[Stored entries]
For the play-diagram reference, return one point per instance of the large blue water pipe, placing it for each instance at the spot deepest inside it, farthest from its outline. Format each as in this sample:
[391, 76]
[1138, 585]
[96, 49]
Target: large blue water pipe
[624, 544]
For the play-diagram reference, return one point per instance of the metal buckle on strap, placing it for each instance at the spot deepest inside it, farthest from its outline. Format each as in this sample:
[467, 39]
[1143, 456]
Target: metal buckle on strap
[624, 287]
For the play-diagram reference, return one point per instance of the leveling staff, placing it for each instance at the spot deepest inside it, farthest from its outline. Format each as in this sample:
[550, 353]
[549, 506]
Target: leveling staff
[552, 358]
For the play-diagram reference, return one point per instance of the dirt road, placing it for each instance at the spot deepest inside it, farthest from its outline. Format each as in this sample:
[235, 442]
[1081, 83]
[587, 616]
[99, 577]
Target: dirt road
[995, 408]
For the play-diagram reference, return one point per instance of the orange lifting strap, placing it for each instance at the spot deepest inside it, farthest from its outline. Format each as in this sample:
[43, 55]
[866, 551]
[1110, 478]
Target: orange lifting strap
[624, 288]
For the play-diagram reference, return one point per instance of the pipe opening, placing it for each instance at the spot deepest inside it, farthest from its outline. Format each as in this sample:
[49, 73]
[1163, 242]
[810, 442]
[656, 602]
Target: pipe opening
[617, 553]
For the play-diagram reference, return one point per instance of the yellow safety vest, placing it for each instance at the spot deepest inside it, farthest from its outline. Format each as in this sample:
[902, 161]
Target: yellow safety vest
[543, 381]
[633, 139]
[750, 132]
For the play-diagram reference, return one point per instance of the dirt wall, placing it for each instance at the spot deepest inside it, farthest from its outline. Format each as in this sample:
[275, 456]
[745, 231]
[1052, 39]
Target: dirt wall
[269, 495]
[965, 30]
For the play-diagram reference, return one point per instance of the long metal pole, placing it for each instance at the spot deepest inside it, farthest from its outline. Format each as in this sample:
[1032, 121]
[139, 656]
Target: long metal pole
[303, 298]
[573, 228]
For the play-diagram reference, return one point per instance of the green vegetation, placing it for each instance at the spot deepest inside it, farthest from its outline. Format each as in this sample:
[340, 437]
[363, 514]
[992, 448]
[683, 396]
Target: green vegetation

**SET PROBLEM**
All of the entries need to be reproduced exactly; please write them out.

**EXERCISE RESULT**
For the play-diagram reference, return one point per instance of the large blue water pipe, placing it for each instance at the spot deepest inside it, farthest from its outline. Format each as in this sample:
[391, 76]
[1138, 585]
[96, 49]
Target: large blue water pipe
[624, 544]
For the play-diagram reference, return one point per instance of the metal buckle on strap, placing it for each instance at the spot deepest inside it, farthest from its outline. Format each as in this sample:
[467, 39]
[1143, 456]
Target: metal buckle on strap
[624, 287]
For the play-diagram reference, return one point per instance of the leveling staff, placing it for each instance at the spot deepest inside it, farthest from its outline. Format each as in this sample:
[550, 353]
[549, 506]
Target: leveling staff
[552, 358]
For the play-diagram reference, return one point per instance of the dirt road, placing it for each instance at the spot deepest inside it, farthest from its outline. Format each as in this sample:
[235, 442]
[1081, 83]
[587, 616]
[99, 577]
Target: dirt road
[995, 408]
For the play-diagram reference, return one point per instance of the orange lifting strap, placing it for each instance at the spot deepest inside it, farthest from its outline. Format each as in this sample:
[43, 55]
[866, 551]
[1110, 478]
Target: orange lifting strap
[624, 288]
For the play-diagram reference, return one point per instance of the pipe opening, placing it for each instance at the spot deepest inside it, farthest from its outline. Format each as in this sample:
[49, 73]
[1163, 242]
[810, 442]
[656, 602]
Target: pipe opening
[617, 553]
For the play-diagram reference, return one point per instance of the yellow safety vest, placing it for each instance at the spot deepest inside it, farthest from its outline. Format each as in this sample:
[902, 161]
Target: yellow safety vest
[543, 381]
[633, 139]
[750, 132]
For the play-diagram reference, return one point per instance of the dirt wall, placing it for each instance at the spot deepest inside it, farthest from its outline. Format each as in this sample:
[275, 456]
[745, 231]
[1052, 39]
Target: dirt wall
[269, 495]
[965, 30]
For the play-diagram reference, return one point per instance of the long metal pole, placing it for each instance at the spot deepest inside it, farthest from its outline. Format each as in this sample:
[1032, 121]
[139, 656]
Target: long metal pole
[303, 298]
[573, 228]
For the play-diagram reference, return one point per instance of the green vegetation, placing it for each instance at the spot deepest inside it, farthest from its outline. Format each as in this sample:
[340, 437]
[363, 514]
[992, 448]
[683, 396]
Target: green vegetation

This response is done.